Reproduce verbatim the part of the GTO forum thread from "## jetstang (Nov" up to and including "find these days............".

• **Selected passage**:
::::::::::
# Gm,bring back the holden murano!!!!



## LS-1 (Sep 25, 2011)

*Gm,bring back the Gran Turismo Omologato!!*

Hello All, 
Been lurking around here for a while, this is a great forum.For the past few weeks i been reading about the gto and i want this car so ****ing bad.I looked at one yesterday at a local dealer and when i sat in it i cant believe is a GM car!!.Now dont get me wrong i am full blown corvette guy and i own a 02 C-5. The one thing i never liked about all vetts including the new c-6 is that the interior quality is arse.Basically all vette owners except this because vetts are awesome.Now the quality of the gto interior was more like a bmw or lexus,great seats,dash,system! 
Next year the lease is up on my DD, a vw jetta.Once i turn it in im pulling the trigger on a goat.Due to a lower back problem i finding it hard to shift sometimes(my jetta is a 5spd), hence my gto needs to be an auto.It seems that these cars are harder to find and i prefer the 05-06. 
G.M if you are reading this you need to bring this car back to the U.S.!!! 
Perhaps under the chevy division(chevelle SS) or the buick division(grand national):cheers


----------



## LS2 MN6 (Jul 14, 2010)

I'm very tempted to post many pictures of fail. But I'm tired and that would be mean.


----------



## Falco21 (May 11, 2010)

Oh no


----------



## jetstang (Nov 5, 2008)

Welcome to the forum from a C5 Vette owner.. Lots of love. Save up a couple bucks when you get out of the lease, and maybe you can get financing on a used GTO..

Come on guys, that's funny..


----------



## LS-1 (Sep 25, 2011)

Wow tuff crowd,i love it:rofl.Theres an 06 auto by me that im gonna check out soon.If it looks good i may pull trigger.IT seems to me that the automatic cars are getting harder to find these days............ 
Rock on


----------



## HP11 (Apr 11, 2009)

Things must have changed then. At least in my area. When I was looking for mine, I found many automatics. At least as many, if not more, than the 6 speeds I found.


----------



## LS-1 (Sep 25, 2011)

Big op title change, flame suit getting hot..............:lol:


----------



## LS-1 (Sep 25, 2011)

HP11 said:


> Things must have changed then. At least in my area. When I was looking for mine, I found many automatics. At least as many, if not more, than the 6 speeds I found.
::::::::::
• **Material**:
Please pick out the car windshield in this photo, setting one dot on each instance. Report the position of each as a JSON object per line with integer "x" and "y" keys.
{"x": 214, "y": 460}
::::::::::
• **Worked answer**:
## jetstang (Nov 5, 2008)

Welcome to the forum from a C5 Vette owner.. Lots of love. Save up a couple bucks when you get out of the lease, and maybe you can get financing on a used GTO..

Come on guys, that's funny..


----------



## LS-1 (Sep 25, 2011)

Wow tuff crowd,i love it:rofl.Theres an 06 auto by me that im gonna check out soon.If it looks good i may pull trigger.IT seems to me that the automatic cars are getting harder to find these days............